_Records:_
--------

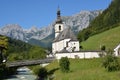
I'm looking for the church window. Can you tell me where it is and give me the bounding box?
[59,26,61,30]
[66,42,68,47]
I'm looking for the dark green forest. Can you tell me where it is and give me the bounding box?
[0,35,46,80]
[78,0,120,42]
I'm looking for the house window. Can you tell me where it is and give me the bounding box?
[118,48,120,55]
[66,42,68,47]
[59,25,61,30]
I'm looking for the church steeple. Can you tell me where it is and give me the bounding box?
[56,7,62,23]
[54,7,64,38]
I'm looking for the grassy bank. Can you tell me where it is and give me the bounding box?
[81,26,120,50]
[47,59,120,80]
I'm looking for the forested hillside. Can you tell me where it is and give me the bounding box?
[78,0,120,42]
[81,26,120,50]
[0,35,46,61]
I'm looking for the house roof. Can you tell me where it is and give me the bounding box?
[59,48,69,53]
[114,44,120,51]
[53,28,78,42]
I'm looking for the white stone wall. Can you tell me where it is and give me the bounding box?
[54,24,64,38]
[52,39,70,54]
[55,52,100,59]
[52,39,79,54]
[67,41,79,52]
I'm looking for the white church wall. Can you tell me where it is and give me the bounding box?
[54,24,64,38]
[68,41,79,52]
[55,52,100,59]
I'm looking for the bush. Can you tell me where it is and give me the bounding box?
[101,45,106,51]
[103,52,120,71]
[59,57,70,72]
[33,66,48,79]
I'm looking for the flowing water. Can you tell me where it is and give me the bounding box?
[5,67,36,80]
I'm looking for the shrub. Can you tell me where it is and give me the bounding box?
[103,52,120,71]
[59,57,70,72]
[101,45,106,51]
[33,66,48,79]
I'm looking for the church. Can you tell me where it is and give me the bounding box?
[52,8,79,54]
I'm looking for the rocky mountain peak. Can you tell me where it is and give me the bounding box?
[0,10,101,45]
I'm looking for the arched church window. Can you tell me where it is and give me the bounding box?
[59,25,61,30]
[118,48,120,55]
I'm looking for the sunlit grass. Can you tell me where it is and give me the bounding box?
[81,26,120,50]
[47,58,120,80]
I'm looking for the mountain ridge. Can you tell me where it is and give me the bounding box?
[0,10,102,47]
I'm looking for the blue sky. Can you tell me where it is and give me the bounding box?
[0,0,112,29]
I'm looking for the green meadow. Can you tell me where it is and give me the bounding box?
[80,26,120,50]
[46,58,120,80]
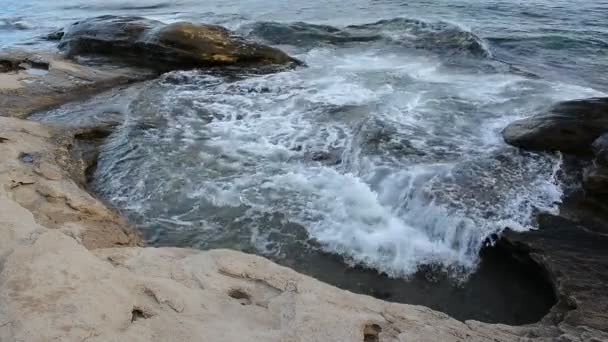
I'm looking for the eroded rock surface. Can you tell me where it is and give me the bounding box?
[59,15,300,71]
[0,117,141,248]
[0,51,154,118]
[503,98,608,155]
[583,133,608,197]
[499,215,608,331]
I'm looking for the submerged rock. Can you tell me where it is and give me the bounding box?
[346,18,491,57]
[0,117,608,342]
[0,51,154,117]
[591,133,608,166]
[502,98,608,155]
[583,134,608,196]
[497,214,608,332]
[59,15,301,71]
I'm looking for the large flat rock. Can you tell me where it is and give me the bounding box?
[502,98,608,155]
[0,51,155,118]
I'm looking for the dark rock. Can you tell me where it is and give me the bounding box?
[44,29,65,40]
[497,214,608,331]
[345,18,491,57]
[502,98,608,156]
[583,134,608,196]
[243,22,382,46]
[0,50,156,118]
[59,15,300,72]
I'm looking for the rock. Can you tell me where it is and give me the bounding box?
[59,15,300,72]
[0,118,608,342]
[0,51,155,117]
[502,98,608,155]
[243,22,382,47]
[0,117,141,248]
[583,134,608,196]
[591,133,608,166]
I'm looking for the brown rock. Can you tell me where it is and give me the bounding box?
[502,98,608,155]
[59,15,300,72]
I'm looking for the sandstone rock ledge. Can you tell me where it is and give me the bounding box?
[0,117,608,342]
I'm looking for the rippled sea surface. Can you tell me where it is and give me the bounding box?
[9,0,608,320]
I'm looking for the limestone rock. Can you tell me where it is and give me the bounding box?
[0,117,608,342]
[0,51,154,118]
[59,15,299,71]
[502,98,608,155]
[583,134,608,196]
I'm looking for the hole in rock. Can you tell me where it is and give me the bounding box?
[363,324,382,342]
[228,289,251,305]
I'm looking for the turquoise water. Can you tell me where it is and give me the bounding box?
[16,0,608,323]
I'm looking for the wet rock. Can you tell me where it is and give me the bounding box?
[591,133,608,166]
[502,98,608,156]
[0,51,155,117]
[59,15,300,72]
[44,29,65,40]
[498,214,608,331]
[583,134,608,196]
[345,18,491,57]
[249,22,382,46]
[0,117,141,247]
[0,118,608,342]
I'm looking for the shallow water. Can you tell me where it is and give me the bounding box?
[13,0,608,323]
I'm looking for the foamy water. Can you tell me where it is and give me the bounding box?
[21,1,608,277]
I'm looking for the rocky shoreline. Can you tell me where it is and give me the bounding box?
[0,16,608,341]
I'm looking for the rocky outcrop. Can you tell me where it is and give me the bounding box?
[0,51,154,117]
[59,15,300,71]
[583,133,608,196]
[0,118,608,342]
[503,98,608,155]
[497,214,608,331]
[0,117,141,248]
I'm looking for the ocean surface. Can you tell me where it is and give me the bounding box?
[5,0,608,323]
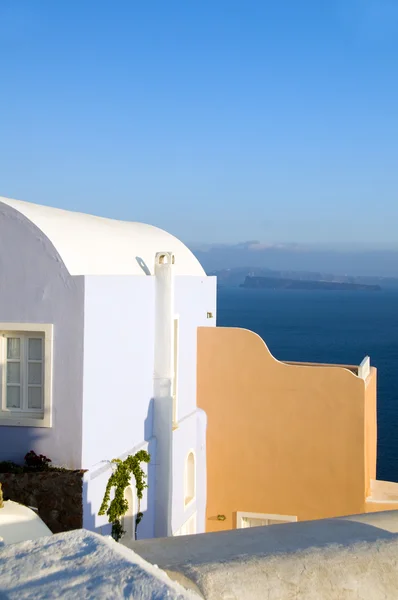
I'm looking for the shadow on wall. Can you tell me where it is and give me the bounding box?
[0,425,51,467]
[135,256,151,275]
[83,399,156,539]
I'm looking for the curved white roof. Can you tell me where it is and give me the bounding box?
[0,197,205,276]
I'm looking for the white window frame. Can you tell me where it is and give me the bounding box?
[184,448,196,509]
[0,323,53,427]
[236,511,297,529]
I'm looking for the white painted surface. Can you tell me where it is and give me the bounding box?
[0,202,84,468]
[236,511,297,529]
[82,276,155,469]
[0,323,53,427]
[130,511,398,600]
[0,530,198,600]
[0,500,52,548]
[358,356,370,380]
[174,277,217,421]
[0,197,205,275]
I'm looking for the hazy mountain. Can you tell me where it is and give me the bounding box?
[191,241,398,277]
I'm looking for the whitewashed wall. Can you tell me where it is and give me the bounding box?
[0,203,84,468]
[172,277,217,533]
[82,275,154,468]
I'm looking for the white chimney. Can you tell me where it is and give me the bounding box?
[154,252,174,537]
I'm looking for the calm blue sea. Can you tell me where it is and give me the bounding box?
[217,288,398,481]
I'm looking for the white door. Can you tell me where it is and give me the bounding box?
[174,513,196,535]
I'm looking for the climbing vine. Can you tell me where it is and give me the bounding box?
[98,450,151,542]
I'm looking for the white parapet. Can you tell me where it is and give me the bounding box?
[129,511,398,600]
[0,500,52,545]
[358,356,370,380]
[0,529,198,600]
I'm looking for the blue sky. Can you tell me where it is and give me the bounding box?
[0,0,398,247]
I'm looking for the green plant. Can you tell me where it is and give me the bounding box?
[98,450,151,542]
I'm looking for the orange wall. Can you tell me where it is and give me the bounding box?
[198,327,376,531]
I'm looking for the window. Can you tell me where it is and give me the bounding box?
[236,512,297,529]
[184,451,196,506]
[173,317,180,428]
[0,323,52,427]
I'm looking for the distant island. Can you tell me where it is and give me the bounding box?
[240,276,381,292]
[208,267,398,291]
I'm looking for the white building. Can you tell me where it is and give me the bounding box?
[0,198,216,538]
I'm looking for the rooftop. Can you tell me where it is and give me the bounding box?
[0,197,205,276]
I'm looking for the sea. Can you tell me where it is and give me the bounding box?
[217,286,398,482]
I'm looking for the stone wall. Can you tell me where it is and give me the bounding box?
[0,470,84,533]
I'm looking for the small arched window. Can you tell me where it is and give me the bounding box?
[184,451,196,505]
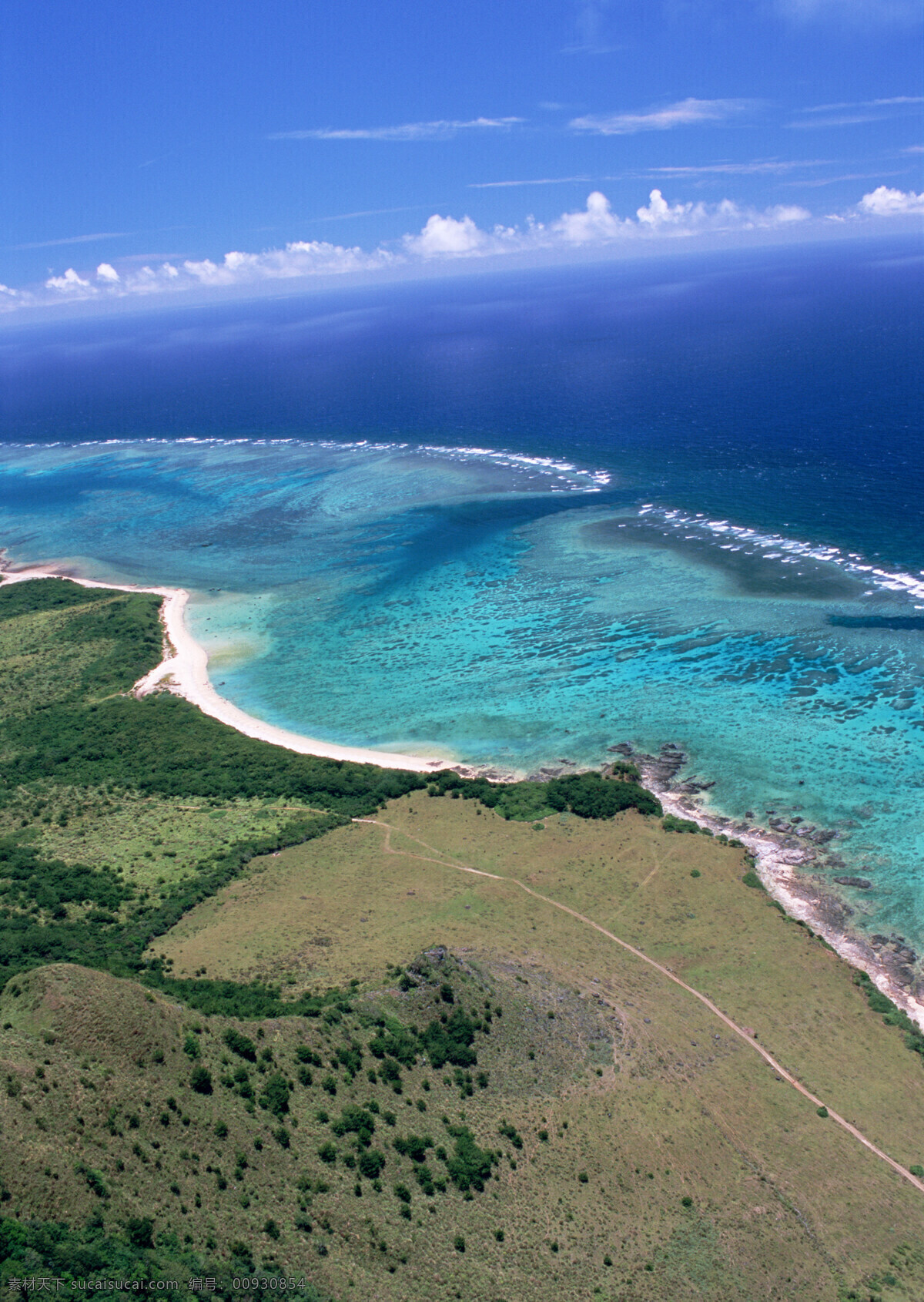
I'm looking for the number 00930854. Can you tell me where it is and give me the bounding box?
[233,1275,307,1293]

--------

_Aim of the exercise:_
Show every line of the rows above that contains the word "rocky".

_Response:_
I'm looking for the rocky mountain peak. Can you tell me where it is and give me the bounding box?
I'm looking for the rocky shoreline. Can you tell me where it is and give me the bounding box?
I'm looking for the rocky outcrop. Can you tell me where it is and give me the bounding box?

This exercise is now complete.